Return the lines from the one containing "Could you please indicate the door" to the end of the material, both end lines included, exactly and with nothing else.

- - -

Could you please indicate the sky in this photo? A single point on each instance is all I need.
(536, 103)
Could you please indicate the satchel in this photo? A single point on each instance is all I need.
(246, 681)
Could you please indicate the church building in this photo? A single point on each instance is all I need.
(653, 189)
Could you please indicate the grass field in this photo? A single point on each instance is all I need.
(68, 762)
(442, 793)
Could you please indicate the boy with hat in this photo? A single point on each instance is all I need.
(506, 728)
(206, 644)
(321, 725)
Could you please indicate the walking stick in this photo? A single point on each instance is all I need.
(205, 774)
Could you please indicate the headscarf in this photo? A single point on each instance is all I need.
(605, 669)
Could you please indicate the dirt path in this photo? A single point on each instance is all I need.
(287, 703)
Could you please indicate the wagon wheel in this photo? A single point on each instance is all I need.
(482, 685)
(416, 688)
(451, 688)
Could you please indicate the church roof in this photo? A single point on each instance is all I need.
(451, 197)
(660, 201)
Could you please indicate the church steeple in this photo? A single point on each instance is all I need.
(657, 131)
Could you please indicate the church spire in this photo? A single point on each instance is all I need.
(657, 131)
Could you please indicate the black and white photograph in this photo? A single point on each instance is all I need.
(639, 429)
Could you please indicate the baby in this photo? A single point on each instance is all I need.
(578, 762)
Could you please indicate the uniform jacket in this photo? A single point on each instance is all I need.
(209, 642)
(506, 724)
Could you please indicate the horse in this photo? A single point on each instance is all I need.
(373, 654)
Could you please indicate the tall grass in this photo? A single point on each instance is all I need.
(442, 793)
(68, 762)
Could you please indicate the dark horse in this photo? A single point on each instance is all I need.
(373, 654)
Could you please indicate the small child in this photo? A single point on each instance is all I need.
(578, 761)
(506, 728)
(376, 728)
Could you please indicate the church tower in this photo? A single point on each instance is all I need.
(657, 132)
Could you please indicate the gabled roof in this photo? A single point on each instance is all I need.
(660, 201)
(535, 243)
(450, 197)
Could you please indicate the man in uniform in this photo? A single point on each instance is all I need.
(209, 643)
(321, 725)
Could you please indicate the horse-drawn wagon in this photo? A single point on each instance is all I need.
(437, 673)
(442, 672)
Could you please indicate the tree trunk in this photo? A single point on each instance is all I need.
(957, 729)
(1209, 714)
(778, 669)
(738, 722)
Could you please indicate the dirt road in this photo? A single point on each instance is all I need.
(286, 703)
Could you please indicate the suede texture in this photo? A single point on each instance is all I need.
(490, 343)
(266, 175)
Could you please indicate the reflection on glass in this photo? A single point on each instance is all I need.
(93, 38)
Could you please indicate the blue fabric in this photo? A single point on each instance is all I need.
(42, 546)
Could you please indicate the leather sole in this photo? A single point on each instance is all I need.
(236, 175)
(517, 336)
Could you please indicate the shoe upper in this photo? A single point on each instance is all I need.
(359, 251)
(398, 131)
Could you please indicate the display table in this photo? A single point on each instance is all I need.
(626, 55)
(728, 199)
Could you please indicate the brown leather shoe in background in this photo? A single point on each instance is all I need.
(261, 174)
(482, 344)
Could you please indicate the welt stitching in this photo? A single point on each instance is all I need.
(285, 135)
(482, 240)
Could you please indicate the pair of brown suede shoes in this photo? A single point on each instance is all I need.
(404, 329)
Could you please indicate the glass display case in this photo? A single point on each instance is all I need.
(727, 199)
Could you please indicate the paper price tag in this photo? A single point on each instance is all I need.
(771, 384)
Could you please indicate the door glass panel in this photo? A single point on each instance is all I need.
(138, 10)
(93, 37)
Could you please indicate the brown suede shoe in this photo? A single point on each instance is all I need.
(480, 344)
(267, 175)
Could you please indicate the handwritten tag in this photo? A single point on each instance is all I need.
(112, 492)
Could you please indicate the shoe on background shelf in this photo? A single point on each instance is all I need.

- - -

◆ **Answer to this exercise**
Could you please indicate the door glass panel in this photo? A single point on each instance is all I need.
(138, 10)
(93, 37)
Could you please indicate the brown suede shoe in this photo? A single point on each instance is all I need.
(480, 344)
(267, 175)
Could you please indicate the handwritten tag in this photo? A single point on each instance is all I need.
(112, 492)
Could you please indicate the shoe on background shelf in this photo? A single point on each instance is all I need.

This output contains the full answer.